◆ **Challenge**
Repeat every record below exactly, leaving out the pictures.

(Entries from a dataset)
────────────────────────────────────────

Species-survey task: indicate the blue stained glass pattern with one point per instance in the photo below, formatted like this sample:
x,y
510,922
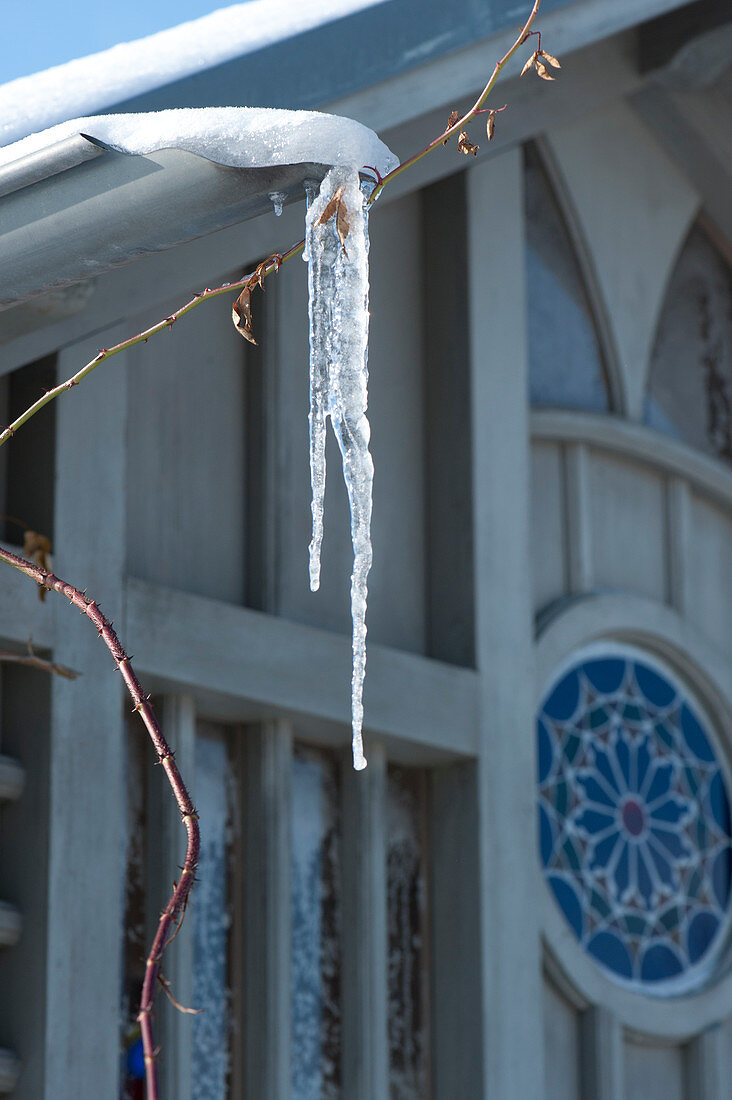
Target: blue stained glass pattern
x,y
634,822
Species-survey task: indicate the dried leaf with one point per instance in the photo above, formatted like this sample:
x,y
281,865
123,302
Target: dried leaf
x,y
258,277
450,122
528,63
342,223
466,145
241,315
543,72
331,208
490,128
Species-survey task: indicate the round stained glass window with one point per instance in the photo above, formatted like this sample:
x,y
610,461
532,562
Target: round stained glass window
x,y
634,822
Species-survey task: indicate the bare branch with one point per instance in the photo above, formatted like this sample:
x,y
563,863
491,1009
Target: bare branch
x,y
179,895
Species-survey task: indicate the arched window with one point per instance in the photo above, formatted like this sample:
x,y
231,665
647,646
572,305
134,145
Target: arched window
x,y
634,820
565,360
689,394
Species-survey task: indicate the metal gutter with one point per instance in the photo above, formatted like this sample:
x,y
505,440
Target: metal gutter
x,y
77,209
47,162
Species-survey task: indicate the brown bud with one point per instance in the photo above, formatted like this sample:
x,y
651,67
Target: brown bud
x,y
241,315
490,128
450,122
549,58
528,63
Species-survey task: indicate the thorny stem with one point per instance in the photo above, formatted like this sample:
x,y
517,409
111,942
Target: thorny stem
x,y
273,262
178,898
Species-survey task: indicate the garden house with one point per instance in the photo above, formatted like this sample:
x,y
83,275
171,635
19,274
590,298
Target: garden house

────────────────────────────────────────

◆ **Answer to this problem**
Species-survey task: indicate the blue stained glass pattern with one point per instance in the photo below, formatted like this sample:
x,y
510,922
Target: blue stained glass pattern
x,y
634,822
Species-survey task: indicate the dried leaf with one point per instance in the photo above, formatted like this sample:
x,y
281,865
123,302
Target: dried leaf
x,y
258,277
450,122
528,63
342,223
466,145
241,315
543,72
331,208
490,128
Species-survey task: indicate the round stained glass window with one point per instance in the photo above, formatted like this sample:
x,y
610,461
532,562
Target: round stained glass window
x,y
634,822
Species-survey task: indicate the bare branch with one point per instance in the photo above, formatted like this sample:
x,y
563,863
491,1009
Target: bare branch
x,y
179,895
Species-survey task: indicate the arched window with one point per instance in the photo above, formatted like this sample:
x,y
231,665
647,646
572,305
134,145
Target: arched window
x,y
634,820
565,360
689,394
Species-survey task: indicate the metal gutter with one point per instance in the photo above, formatted like this sample:
x,y
505,440
Target: metal gutter
x,y
77,209
47,162
Species-survey task: indicate the brown bud with one point per instance in the photo above, formatted like this sample:
x,y
651,67
Target: brown bud
x,y
241,315
490,128
450,122
549,58
528,63
Species-survey task: indicate the thorny stem with one point per instance in the photo above, formatted like this sample:
x,y
517,409
111,942
Target: thorny stem
x,y
273,262
178,898
Species-survey task: indicate the garden house with one point per instance in the photo above, formatted like this sample:
x,y
83,275
171,635
19,274
590,298
Target: garden house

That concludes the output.